Rock Gods #18: Adventures in Our Little Music Scene

Tale of the tape

So Millie of the Model Marvels had a crush on Herve of the Pothunters.

We’re not blowing her cool for her by reporting it here; she’s written a song about it already, and scrawled a hear and initials on a well distributed flyer for this Wednesday’s TMM show at the Finch. (Due to some deft schmoozing of the Bullfinch management, the band is being allowed to break the midweek acoustic barrier and set up “the larger amps.”)

So amorous, amiable Millie made a mix tape and gave it to her bandmate Michael, who’s a good friend of her heartthrob Herve’s roommate Joe Derlesh. (they were in The Liaisons together). Joe asked Millie who was on the disc, then dug it so much he dubbed and kept a copy for himself. He happened to have it on—dancing to it, even, he says—when Anton of Ancient Regine stopped by his place, overheard a few tracks in a row and asked what the cool radio station was. A couple exchanges later, Millie’s mix actually was being broadcast on radio—our local hipster college station RGC 82, of course, where Friday “Hear and There” show host “Spawn” Smith (“manager” of the Dangeroos) attempted to credit the curator of the customized cuddle-inducing set but got it all wrong. Joe and Anton were handing out copies to whoever asked.

At this point, Millie reckons, hundreds of people have heard her private love letter, and dozens own copies of it.

But, as all the brokenhearted (not the band) demand to know, did the mix ever get to the two darling ears it was intended for?

◇ ◇ ◇ ◇

# [EXERCISE TASKS]
(1) Answer these questions using the Rock Gods column:
(a) At what venue is this Wednesday's TMM show?
(b) What is the name of the Friday show hosted by "Spawn" Smith?
(c) How many people does Millie reckon have heard her mix?
(2) Echo the part of the Rock Gods column between "At this point, Millie" and "was intended for?", inclusive.
(3) Carry on the Rock Gods column, beginning right after its final sentence.
The lines after this point were taken from a separate source.

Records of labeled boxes
◇ ◇ ◇ ◇

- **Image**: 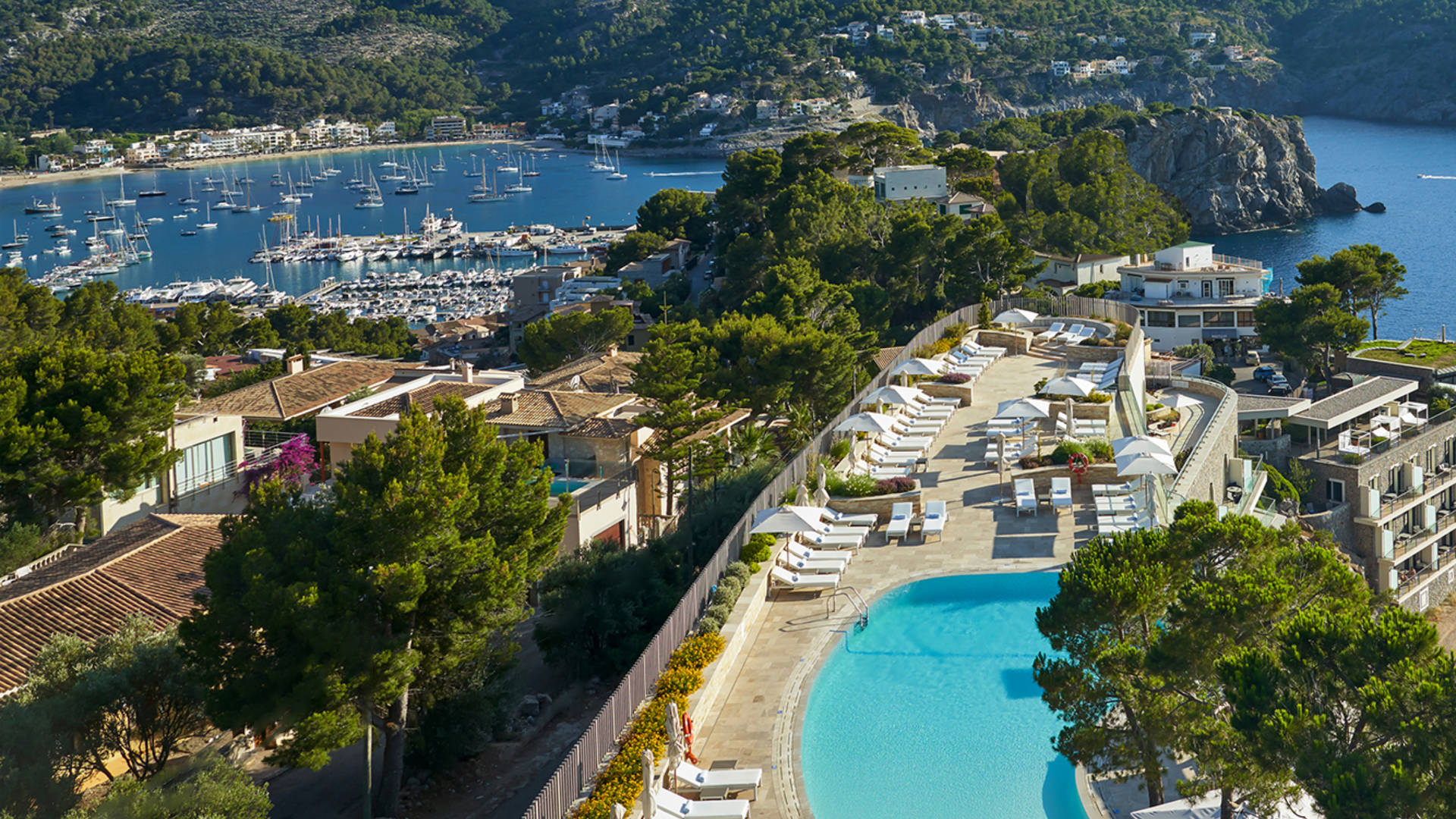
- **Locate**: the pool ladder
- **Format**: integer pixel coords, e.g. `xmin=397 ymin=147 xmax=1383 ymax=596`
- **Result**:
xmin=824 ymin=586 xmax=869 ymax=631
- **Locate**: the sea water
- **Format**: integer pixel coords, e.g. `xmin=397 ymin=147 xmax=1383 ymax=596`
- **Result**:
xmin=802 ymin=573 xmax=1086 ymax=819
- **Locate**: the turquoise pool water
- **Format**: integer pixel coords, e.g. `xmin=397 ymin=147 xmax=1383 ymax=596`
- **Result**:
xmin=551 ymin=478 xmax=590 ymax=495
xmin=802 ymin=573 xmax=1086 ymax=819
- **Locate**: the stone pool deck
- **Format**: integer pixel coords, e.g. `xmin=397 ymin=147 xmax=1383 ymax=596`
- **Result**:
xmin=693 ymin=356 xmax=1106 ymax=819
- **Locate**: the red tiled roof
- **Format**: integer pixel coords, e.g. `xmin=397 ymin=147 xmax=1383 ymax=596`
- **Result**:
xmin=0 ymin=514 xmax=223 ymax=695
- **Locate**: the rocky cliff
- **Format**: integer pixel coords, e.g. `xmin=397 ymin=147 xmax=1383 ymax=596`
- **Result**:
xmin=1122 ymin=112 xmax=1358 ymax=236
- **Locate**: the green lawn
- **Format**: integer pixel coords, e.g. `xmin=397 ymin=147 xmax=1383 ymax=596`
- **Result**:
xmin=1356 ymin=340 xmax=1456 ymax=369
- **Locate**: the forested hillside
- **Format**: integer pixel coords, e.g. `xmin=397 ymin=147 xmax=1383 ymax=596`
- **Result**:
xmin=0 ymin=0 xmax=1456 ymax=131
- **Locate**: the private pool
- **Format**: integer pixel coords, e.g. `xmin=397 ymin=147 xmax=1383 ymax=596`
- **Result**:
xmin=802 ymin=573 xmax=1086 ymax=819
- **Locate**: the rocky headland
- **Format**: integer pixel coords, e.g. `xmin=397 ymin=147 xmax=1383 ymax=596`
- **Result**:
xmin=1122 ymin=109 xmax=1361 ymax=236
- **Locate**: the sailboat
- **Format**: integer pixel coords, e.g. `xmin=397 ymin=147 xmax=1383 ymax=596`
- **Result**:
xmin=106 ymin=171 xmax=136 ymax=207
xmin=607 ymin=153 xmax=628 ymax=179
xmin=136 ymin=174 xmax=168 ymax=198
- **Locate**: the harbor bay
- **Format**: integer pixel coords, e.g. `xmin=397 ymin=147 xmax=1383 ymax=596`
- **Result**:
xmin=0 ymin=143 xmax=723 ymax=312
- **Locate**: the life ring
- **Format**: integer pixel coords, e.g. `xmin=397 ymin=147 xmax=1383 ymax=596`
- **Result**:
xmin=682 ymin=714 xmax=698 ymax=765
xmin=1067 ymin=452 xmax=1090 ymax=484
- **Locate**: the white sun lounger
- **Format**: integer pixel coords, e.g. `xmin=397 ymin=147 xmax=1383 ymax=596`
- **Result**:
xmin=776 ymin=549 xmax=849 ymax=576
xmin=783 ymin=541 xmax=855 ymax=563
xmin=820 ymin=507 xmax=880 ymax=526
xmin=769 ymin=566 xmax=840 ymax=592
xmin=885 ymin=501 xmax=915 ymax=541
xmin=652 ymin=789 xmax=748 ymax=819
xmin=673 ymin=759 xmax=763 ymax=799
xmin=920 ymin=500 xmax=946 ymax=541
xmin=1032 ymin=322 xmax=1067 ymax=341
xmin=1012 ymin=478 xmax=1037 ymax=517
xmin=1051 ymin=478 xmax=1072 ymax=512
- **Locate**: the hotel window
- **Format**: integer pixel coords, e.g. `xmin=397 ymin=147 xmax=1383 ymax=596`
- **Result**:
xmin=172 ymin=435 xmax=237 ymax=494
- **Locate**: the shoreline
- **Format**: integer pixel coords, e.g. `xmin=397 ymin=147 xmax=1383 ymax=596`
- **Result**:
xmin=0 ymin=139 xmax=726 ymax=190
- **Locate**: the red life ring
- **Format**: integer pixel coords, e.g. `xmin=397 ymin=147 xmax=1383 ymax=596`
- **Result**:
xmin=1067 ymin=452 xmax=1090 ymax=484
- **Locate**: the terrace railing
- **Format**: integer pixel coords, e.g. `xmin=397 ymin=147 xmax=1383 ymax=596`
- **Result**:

◇ ◇ ◇ ◇

# [TASK-BY-TASK RESULTS]
(1)
(a) The Finch (the Bullfinch)
(b) "Hear and There"
(c) Hundreds

(2)
At this point, Millie reckons, hundreds of people have heard her private love letter, and dozens own copies of it.

But, as all the brokenhearted (not the band) demand to know, did the mix ever get to the two darling ears it was intended for?

(3)
We made a somewhat embarrassing phone call and can authoritatively report that yes, it did—but in an anticlimactic fashion. The ever-gracious Herve (heck, we have a crush on him too—who wouldn’t?) is in possession of the original edition of Millie’s munificent mix. But he heard it first on Spawn’s radio show, which mentioned someone else (who is the only embarrassed by this tale, and whose name we won’t mention even though it’s common knowledge and was broadcast for ten miles or more on a 100-watt radio station) as the intended recipient.

For the principal players in it, this adventure made for lots of laughs, and several rounds of drinks, at the Bullfinch last week. One of the lighthearted responses to the episode was that Millie and Herve say they’ll do acoustic covers of every song on the mix, maybe a month from now at one of those Wednesday happy hours like Millie’s playing this week. That’s where she’ll be debuting that song we mentioned at the outset of this column.

It’s called “Mitts on My Mix.”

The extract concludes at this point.